### Problem details
Change "sneaker swoosh logo" to "shoe brand logo" throughout the records between the lines holding "golf bag receives" and "column 261, row 615", inclusive, and give those lines again with nothing else altered.

### Material supplied
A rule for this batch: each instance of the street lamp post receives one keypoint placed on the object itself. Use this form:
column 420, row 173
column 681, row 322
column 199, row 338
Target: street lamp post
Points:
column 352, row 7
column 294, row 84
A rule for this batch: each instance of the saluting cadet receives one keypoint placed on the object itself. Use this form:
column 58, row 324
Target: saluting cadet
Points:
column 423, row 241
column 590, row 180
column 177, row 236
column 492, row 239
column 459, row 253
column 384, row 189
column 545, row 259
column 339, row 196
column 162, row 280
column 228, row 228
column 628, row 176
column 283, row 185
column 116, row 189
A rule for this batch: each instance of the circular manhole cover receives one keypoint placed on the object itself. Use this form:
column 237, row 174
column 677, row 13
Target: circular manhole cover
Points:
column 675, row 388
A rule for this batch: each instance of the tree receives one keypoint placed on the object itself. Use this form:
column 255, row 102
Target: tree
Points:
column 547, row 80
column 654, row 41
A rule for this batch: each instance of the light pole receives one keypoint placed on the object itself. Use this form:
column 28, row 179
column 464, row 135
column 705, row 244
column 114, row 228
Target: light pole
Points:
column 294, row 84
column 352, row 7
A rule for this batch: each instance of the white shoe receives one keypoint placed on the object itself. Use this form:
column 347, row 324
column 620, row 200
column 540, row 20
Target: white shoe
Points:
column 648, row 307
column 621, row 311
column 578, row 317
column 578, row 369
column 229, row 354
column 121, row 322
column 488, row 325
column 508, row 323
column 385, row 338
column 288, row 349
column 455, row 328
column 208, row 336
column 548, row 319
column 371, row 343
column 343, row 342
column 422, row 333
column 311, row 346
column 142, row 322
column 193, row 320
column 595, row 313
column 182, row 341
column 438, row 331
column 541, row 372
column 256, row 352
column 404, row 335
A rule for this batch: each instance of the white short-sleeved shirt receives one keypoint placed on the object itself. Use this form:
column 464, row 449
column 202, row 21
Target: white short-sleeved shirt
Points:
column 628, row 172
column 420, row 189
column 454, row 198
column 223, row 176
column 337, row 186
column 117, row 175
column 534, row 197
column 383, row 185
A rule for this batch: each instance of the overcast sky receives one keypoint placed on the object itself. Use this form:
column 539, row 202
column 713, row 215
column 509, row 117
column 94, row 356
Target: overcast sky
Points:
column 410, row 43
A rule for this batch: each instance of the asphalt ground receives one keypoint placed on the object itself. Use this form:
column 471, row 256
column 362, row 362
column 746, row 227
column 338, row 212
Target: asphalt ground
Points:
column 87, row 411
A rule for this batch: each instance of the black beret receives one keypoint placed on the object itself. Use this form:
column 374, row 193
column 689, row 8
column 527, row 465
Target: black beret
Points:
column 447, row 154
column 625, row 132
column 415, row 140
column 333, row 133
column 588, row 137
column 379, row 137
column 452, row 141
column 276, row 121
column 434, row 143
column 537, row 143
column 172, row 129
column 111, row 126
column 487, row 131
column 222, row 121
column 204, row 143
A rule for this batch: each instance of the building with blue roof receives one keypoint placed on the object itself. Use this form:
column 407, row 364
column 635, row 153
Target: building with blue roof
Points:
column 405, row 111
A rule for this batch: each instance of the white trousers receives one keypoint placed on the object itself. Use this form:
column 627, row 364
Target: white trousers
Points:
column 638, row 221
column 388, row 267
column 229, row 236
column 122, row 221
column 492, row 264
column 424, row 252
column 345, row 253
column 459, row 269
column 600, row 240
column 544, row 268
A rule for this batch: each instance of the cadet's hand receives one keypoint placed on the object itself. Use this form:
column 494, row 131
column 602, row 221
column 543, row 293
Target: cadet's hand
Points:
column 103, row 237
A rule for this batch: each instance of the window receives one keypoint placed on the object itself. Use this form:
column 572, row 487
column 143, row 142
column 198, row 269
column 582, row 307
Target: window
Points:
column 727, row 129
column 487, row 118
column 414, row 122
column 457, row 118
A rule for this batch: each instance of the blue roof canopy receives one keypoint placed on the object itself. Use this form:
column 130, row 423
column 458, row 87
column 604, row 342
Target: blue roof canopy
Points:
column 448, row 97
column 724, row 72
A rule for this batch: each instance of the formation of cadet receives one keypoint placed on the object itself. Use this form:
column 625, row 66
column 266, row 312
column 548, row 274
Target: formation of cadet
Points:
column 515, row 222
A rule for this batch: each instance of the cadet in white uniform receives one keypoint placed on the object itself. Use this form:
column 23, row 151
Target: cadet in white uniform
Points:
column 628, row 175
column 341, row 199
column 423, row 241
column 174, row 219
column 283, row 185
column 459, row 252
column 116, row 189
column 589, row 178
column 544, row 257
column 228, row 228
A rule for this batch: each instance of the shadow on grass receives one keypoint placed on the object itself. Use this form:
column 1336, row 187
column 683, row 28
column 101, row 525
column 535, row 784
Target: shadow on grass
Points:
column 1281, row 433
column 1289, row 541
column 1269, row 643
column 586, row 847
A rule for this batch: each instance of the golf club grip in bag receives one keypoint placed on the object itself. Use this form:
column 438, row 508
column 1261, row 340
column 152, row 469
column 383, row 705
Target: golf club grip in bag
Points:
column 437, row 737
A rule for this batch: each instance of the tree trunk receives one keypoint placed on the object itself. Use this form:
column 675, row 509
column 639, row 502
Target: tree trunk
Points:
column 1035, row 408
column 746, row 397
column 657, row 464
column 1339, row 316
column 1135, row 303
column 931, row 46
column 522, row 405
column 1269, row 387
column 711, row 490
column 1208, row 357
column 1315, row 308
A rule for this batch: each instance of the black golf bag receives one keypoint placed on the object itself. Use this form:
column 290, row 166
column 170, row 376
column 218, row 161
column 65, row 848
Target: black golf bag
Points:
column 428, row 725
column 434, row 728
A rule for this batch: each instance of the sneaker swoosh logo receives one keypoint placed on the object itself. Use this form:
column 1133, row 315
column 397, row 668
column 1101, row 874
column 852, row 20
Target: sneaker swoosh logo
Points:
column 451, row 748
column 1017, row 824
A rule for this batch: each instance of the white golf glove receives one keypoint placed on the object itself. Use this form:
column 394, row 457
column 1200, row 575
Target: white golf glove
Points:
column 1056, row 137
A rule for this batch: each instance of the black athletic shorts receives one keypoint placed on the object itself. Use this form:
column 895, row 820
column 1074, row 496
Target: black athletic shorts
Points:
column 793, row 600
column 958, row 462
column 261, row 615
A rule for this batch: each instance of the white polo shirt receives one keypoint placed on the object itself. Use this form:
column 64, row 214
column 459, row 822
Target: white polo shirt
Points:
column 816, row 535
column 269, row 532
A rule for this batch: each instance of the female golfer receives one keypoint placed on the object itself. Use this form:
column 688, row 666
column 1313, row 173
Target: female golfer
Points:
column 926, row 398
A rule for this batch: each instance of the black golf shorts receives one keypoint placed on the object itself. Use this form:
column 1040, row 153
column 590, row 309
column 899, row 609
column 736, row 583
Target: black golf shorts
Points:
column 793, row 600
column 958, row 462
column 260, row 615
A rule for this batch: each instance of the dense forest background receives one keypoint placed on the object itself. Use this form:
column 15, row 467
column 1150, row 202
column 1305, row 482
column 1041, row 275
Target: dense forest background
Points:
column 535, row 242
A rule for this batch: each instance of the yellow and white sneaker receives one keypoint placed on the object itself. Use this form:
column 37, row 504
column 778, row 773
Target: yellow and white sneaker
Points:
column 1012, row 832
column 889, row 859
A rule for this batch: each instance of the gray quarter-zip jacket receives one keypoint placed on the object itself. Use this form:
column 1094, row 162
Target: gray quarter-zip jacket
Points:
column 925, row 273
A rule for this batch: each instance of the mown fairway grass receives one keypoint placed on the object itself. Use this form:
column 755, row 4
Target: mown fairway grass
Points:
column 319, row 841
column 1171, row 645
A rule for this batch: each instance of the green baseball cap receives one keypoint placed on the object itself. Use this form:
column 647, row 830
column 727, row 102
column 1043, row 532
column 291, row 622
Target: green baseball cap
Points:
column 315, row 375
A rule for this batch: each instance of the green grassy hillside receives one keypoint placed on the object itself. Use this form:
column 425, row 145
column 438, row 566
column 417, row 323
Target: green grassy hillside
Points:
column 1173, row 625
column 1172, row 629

### Solution to this task
A rule for this batch: each instance of the black golf bag receives one keypoint placed on the object itself. Use this form:
column 290, row 166
column 170, row 376
column 218, row 161
column 65, row 848
Target: black golf bag
Points:
column 428, row 725
column 434, row 728
A rule for this batch: each instance of the shoe brand logo receives one keypoint placed on the object itself. Use this form:
column 1133, row 315
column 397, row 668
column 1101, row 874
column 852, row 20
Target: shoe brand logo
Points:
column 451, row 748
column 1017, row 824
A rule for this batch: each instance of the white golf glove receives one keypoint placed on the object itself. Use this form:
column 394, row 457
column 1200, row 575
Target: white golf glove
Points:
column 1056, row 137
A rule for this batch: each instance of the black athletic shorts receives one keypoint placed on the object itself. Use this form:
column 895, row 820
column 1074, row 496
Target: black athletic shorts
Points:
column 793, row 600
column 958, row 462
column 261, row 615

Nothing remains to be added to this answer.